**SET EXERCISE 1**
In the book review, what share of GDP does government account for in most rich countries?
**SET EXERCISE 2**
Pick out every line of the records that contains the string "tree", matching case exactly.

**QUOTED TEXT**
Avner Offer’s new, shortish book Understanding the Private-Public Divide: Markets, Governments and Time Horizons is superb. It sets out a persuasive argument for locating the boundary between private and public production in terms of the payback period for investment. The book starts: “In economics… the present is all there is. Past costs are sunk and can be ignored. The future is only what we make of it today.” What if we take seriously the need to invest for the future? As he points out, government accounts for 30-40% of GDP in most rich countries, and when you add in non-profit and household production well under half of economic welfare is produced on a for-profit basis – and that couldn’t happen without government-provided infrastructure or other support such as franchises or patents.

The central point is that for-profit investment needs to pay off in a relatively short period: “The higher the rate, the shorter the wait.” The prevailing interest rate defines a unique break-even period. Private markets can produce efficiently if the pay-off period is shorter. Otherwise, government has to act as the “commitment agent for society.” When it steps back from this, delegating to private agents, corruption is often the result, or else the enrichment of managers and shareholders at the expense of workers and consumers. There are no grounds for expecting efficiency gains – quite the contrary.

Offer writes: “There is no warrant for extending market norms to the rest of social activity, to the family, government, infrastructure, education, healthcare, science and arts, social insurance, old age, defence, protecting the environment and climate. Together, these are the source of most economic welfare.” He adds, for good measure, that much financial sector activity serves no social purpose.

Stirring stuff. The chapters set out the basic economic argument about credit time horizons, and then discuss the ethical and political consequences of governments delegating long-term activities to the private sector. Subsequent chapters discuss specific issues – housing and climate change.

When you add to the mix the well-known Herbert Simon point (in his 1991 Journal of Economic Perspectives article Organizations and Markets: “The economies of modern industrialized society can more appropriately be labeled organizational economies than market economies.”) about the limited scope of the market within private enterprises, it seems hard to understand how we’ve been through the past 40 years of markets-first political philosophy and practice.

Avner Offer has delivered a bracing counterblast to this. His main omission is non-market, non-government economic activity, civil society and the household (hence my book was Markets, State and People). But that would have been a different book. Highly recommended.

**SUPPLIED RECORDS**

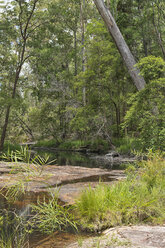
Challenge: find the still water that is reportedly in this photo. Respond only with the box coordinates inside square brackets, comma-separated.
[0, 150, 119, 248]
[34, 149, 120, 169]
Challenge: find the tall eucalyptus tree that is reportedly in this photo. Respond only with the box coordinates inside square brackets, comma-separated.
[94, 0, 145, 90]
[0, 0, 40, 150]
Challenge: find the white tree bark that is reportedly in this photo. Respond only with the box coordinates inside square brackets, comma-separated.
[94, 0, 146, 90]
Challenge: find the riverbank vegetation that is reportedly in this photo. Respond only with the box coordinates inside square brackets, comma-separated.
[0, 0, 165, 153]
[77, 154, 165, 231]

**WRITTEN ANSWER 1**
30-40%

**WRITTEN ANSWER 2**
Challenge: find the tall eucalyptus tree that is reportedly in this photo. Respond only with the box coordinates inside square brackets, comma-separated.
Challenge: find the white tree bark that is reportedly in this photo. Respond only with the box coordinates inside square brackets, comma-separated.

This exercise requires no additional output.